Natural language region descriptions

==========

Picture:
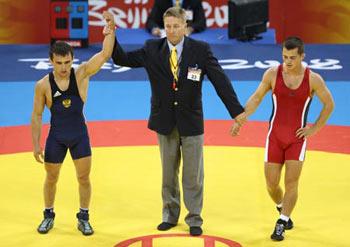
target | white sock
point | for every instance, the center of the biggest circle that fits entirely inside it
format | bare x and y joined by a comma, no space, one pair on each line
284,217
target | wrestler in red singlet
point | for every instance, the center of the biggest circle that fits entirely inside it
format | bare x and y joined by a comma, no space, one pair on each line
289,113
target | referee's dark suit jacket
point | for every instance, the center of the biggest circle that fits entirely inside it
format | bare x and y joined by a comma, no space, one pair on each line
180,106
155,18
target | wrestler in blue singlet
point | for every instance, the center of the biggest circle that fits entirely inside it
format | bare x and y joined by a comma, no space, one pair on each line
68,128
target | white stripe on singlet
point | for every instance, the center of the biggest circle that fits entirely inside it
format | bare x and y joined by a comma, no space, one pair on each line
303,149
271,125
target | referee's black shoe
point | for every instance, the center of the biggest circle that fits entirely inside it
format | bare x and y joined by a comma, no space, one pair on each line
47,223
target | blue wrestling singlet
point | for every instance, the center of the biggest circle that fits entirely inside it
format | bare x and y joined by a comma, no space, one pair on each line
67,125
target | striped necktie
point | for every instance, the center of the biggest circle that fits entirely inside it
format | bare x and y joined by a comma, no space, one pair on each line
173,63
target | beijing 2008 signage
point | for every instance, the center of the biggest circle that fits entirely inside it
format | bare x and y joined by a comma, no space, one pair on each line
147,241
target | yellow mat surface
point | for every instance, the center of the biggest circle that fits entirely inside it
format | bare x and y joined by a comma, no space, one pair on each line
126,200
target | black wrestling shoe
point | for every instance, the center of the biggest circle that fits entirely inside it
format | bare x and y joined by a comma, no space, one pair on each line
83,224
164,226
278,233
289,224
195,231
47,223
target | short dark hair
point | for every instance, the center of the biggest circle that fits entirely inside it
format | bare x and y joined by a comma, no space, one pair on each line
175,12
60,48
293,42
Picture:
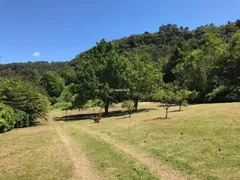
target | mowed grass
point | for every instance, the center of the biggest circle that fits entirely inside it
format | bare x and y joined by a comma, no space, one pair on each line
106,160
202,140
33,153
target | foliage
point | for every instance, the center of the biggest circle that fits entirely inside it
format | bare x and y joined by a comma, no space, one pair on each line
21,103
182,97
129,105
53,83
100,73
142,77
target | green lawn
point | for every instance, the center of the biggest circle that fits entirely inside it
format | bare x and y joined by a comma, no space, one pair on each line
33,153
201,140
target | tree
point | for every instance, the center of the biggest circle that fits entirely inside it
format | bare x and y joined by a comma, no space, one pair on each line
100,73
167,97
66,98
143,77
182,98
129,105
21,104
53,83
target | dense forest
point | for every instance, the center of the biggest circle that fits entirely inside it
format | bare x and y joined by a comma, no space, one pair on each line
172,66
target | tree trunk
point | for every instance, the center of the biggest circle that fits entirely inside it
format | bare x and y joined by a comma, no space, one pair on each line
135,100
180,105
106,106
166,113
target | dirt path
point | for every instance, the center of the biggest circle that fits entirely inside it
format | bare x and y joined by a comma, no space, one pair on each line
81,164
154,166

==========

* [Exercise requirements]:
Copy each line above where "wrestling" appears.

* [Solution below]:
target | blue wrestling singlet
target | black wrestling shoe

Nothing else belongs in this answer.